__Passage for review__.
Redesigning any health care service involves trade-offs between various aspects of quality and costs. The Postnatal Resource Allocation Model (PRAM) supports the debate about different options, and the allocation of resources throughout postnatal care. For example, it might be proposed to make further reductions in the hospital stay for some categories of mothers, with some of the cost savings being invested in additional resources in community with additional home visits for some mothers. PRAM helps everyone appreciate the likely effects of such changes helping stimulate constructive debate about redesign options.
PRAM is a development of Programme Budgeting and Marginal Analysis (PBMA), incorporating more subjective data, in a similar manner to Multi-Criteria Decision Analysis. While PRAM was developed in the specific context of postnatal care, it is intended to be a generalizable tool. Indeed, the design is based on earlier work studying the Balance of Care, between acute and community, for a variety of services. Particular innovations in PRAM include:
A high level “patient pathway” with the key design/ resource options. The key steps and possible interventions are specified, including the resource inputs. Different pathways may be specified for different patient groups reflecting their distinct needs.

__Problem details__.
Write out the stretch of the passage on the Postnatal Resource Allocation Model from "PRAM is a development" through "their distinct needs.", word for word. Rely on the text above and nothing else.

__Input data__.
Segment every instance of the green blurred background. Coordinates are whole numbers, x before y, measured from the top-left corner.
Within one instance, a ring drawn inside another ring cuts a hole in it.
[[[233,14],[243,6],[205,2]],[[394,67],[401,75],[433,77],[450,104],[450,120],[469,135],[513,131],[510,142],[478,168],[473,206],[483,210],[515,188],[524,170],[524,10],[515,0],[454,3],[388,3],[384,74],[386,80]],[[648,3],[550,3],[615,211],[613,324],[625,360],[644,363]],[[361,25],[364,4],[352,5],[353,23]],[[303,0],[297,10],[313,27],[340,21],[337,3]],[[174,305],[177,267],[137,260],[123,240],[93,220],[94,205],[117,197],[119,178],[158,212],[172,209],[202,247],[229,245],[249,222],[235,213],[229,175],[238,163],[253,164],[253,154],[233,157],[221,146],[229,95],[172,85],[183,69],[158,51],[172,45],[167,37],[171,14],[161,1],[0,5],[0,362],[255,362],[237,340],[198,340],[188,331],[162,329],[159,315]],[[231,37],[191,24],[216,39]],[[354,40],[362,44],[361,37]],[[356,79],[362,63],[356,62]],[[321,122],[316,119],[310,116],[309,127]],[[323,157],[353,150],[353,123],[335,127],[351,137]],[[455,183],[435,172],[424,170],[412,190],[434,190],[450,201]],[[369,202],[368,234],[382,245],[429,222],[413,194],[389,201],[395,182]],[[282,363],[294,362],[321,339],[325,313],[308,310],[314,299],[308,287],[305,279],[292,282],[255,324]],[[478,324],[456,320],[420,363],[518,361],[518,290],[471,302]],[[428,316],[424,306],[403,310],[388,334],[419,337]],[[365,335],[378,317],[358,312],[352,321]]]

__Output of the exercise__.
PRAM is a development of Programme Budgeting and Marginal Analysis (PBMA), incorporating more subjective data, in a similar manner to Multi-Criteria Decision Analysis. While PRAM was developed in the specific context of postnatal care, it is intended to be a generalizable tool. Indeed, the design is based on earlier work studying the Balance of Care, between acute and community, for a variety of services. Particular innovations in PRAM include:
A high level “patient pathway” with the key design/ resource options. The key steps and possible interventions are specified, including the resource inputs. Different pathways may be specified for different patient groups reflecting their distinct needs.